• _Exercise passage_:
Furthermore, the performance can be enhanced by supplementing the signal processing chain at the microcontroller level with various filtering, linearization and systematic error compensation operations.

Last but not least, the production cost of our device can result significantly lower than that of commercial devices (which range between USD 500 and USD 1000), considering that the sensitive element—the amorphous wire—costs approximately USD 1.5 per meter.

5.4. In-Field Deployment

To assess the behavior of the device in the natural environment, the dendrometer was tested in-field by attaching it to a tree of approximately 35 cm diameter, as shown in Figure 10.

The experiment was performed for a period of 27 days in August 2024. The dendrometer was attached to an apple tree in an orchard located in a temperate continental region in Iaşi, Romania. The chosen period was characterized by variations in temperature from a minimum of 14 °C during some nights to a maximum of 36 °C during some days. There was sporadic rain on some days. The precipitation volume was not recorded. The tree was placed in the area of a Wi-Fi router, so that the information was sent to the cloud sheet, just like in the laboratory testing.

Figure 11 shows the graph of trunk variation, d, measured with the proposed dendrometer over a period of 27 days, between August 1st and August 27th, 2024. This graph was plotted in order to qualitatively verify the functionality of the device, and not to evaluate the sensor’s resistance to various aggressive environmental factors, which may occur under adverse weather conditions or during the winter, nor to make any interpretation regarding the biological behavior of the tree during this period.

In Figure 12, the detail of 6 days from the 27 days of the recorded period is extracted, in which the trunk extensions and contractions due to the circadian cycle are traced, along with the temperature recording in the same period. The dendrometer was not previously calibrated for the diameter of the tree, so the values obtained are not accurate. It is observed from the figure that as expected, the tree trunk shrinks at high temperatures during the day because of the lower hydric status, whereas during the night the trunk recovers its dimension. From recordings over the whole period, slighter variations were observed during the rainy days. However, no conclusions can be drawn from Figure 11 and Figure 12 regarding the overall tree’s hydric status or health condition, as longer-term recordings are required for such assessments. In this regard, a project has been initiated in partnership with the University of Life Sciences in Iași, Romania, for long-term monitoring (over a period of at least one year), with interpretation of the results by specialists in horticulture from this university, and simultaneous evaluation of the dendrometer’s robustness and endurance.

The experiment was conducted just for observing the device behavior when working in the field, without dealing with the measurement accuracy.

6. Conclusions

This paper describes the principle of operation, construction and experimental results obtained from testing a device called a dendrometer, which is designed for measuring small variations in tree trunks. As its sensitive elements, the dendrometer employs magnetic amorphous wires which under the action of the stress impedance effect, converts with high sensitivity the small movements of a mobile element caused by the variations in the trunk diameter into axial stress, then into impedance variations and, finally, into an electrical signal proportional to the diameter variations. Under certain design and optimization conditions, satisfactory or superior metrological performances are obtained compared to dendrometers existing on the market, while having at the same time the advantage of better sensitivity and resolution, immunity to temperature variations, the possibility of measuring regardless of the shape of the trunk section and, last but not least, a low cost.

As for the next stages of development, ongoing research is being addressed to study the device’s long-term behavior in the laboratory and in-field, draw conclusions regarding the influence of time on its metrological properties and performance and collect more data to analyze and interpret using artificial intelligence.

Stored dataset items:
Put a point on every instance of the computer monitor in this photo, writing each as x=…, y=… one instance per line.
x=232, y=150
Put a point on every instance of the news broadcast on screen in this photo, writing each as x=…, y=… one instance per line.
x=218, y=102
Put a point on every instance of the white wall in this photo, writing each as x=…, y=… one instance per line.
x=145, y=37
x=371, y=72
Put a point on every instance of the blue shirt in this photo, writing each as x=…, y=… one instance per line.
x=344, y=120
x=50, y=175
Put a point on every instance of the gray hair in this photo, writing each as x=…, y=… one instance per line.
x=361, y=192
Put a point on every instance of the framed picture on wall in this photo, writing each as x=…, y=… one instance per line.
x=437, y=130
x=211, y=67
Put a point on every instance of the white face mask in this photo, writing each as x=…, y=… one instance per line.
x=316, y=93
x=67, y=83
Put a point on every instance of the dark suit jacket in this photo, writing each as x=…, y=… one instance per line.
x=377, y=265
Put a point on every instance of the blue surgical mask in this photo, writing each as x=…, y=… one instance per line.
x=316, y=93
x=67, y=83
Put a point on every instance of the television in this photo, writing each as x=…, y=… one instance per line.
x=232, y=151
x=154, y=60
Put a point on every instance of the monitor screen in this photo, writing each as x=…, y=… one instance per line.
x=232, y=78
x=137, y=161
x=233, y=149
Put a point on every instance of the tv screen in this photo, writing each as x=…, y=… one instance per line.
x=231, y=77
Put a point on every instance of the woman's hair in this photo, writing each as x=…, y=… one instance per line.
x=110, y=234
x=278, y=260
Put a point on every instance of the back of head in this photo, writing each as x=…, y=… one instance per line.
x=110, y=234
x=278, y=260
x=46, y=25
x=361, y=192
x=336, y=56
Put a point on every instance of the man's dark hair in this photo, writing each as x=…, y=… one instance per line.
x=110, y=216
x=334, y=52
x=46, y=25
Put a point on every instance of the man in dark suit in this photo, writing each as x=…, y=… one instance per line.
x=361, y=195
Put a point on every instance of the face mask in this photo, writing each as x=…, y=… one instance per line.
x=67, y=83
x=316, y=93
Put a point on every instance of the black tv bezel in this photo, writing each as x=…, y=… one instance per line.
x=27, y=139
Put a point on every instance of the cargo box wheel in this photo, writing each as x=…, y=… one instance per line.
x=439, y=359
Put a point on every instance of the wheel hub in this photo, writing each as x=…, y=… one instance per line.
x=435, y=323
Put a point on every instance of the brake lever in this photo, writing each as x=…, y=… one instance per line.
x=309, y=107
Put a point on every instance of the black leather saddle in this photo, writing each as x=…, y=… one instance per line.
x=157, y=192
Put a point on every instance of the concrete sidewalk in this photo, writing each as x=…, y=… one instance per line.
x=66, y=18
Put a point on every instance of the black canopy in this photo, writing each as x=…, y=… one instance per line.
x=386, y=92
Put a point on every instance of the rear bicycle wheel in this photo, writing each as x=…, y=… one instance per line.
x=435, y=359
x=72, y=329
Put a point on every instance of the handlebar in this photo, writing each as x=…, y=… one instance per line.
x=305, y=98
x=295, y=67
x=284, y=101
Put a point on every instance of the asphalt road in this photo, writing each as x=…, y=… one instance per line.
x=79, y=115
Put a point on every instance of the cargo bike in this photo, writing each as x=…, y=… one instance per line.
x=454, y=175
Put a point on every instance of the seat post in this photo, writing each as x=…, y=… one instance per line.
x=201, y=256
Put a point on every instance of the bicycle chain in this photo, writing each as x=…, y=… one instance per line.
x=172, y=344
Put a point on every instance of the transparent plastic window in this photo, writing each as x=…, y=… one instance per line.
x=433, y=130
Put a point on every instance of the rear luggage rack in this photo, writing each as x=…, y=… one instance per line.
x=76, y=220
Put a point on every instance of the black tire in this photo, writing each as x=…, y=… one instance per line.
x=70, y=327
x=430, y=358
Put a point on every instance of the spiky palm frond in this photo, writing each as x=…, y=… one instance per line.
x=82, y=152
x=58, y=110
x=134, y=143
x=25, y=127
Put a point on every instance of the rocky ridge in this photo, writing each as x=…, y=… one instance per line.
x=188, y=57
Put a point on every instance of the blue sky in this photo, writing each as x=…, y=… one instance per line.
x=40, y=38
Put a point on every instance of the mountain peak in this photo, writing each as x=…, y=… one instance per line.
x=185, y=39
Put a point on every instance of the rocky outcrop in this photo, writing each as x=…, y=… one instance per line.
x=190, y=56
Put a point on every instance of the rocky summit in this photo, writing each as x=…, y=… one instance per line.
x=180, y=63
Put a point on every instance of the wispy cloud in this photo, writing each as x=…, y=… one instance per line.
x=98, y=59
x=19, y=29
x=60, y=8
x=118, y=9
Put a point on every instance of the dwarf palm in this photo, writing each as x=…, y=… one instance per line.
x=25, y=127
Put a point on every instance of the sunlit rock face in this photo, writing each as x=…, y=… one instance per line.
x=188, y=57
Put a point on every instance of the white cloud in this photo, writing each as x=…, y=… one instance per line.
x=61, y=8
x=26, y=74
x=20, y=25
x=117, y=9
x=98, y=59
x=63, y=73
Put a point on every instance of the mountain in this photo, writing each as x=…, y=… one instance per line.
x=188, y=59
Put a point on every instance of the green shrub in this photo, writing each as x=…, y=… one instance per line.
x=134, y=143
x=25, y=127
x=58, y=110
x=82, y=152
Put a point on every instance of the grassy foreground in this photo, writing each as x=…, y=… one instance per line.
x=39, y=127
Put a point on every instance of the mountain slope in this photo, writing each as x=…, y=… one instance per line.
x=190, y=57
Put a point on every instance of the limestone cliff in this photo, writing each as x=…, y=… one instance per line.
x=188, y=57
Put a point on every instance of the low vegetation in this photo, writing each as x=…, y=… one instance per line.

• _Task instructions_: According to the dendrometer text, about how much does the amorphous wire used as the sensitive element cost?

• _Response to the task_: Approximately USD 1.5 per meter.